• **TASK BRIEF**: Rewrite every line of the material below so that each "pin" reads "marker", with nothing else changed.
--- START ---
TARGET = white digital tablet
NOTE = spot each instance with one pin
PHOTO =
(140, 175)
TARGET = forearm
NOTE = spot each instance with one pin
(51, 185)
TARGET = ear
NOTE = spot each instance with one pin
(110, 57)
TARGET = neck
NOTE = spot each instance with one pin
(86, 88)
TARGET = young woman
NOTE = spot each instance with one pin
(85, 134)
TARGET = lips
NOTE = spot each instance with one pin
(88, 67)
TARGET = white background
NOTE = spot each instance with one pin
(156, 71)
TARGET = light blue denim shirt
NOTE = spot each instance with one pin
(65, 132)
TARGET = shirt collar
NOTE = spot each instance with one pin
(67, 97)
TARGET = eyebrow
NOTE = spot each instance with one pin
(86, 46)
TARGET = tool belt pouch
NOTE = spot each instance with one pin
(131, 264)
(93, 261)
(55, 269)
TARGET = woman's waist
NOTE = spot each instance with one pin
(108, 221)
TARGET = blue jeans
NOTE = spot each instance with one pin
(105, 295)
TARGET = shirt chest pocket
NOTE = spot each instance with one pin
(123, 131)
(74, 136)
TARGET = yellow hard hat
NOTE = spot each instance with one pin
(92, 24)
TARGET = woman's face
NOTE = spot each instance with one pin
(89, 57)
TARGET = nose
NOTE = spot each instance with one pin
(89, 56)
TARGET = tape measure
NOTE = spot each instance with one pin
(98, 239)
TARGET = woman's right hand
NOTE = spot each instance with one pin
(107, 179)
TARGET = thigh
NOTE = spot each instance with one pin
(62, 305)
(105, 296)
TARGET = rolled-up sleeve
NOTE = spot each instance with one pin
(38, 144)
--- END ---
• **REPLY TO THE TASK**:
TARGET = white digital tablet
NOTE = spot each instance with one marker
PHOTO =
(140, 175)
TARGET = forearm
NOTE = spot each instance with one marker
(51, 185)
TARGET = ear
NOTE = spot each instance with one marker
(110, 57)
TARGET = neck
NOTE = spot each instance with one marker
(86, 88)
TARGET = young woman
NOTE = spot each instance with one marker
(85, 134)
TARGET = lips
NOTE = spot each instance with one marker
(88, 67)
TARGET = white background
NOTE = spot each instance with one marker
(156, 71)
TARGET = light blue denim shirt
NOTE = spot each instance with one marker
(65, 132)
TARGET = shirt collar
NOTE = spot each instance with one marker
(67, 97)
TARGET = eyebrow
NOTE = spot each instance with one marker
(86, 46)
TARGET = tool belt pouch
NOTE = spot each instance with one marker
(131, 264)
(93, 261)
(55, 269)
TARGET = woman's waist
NOTE = spot each instance with one marker
(108, 221)
TARGET = blue jeans
NOTE = spot each instance with one marker
(105, 295)
TARGET = shirt chest pocket
NOTE = spot each instance with one marker
(123, 131)
(74, 136)
TARGET = yellow hard hat
NOTE = spot each instance with one marker
(92, 24)
TARGET = woman's face
NOTE = spot each instance with one marker
(89, 57)
TARGET = nose
NOTE = spot each instance with one marker
(89, 56)
TARGET = tape measure
NOTE = spot each instance with one marker
(98, 239)
TARGET = woman's right hand
NOTE = spot each instance with one marker
(107, 179)
TARGET = thigh
NOTE = spot each instance with one marker
(62, 305)
(105, 296)
TARGET = rolled-up sleeve
NOTE = spot each instance with one marker
(38, 144)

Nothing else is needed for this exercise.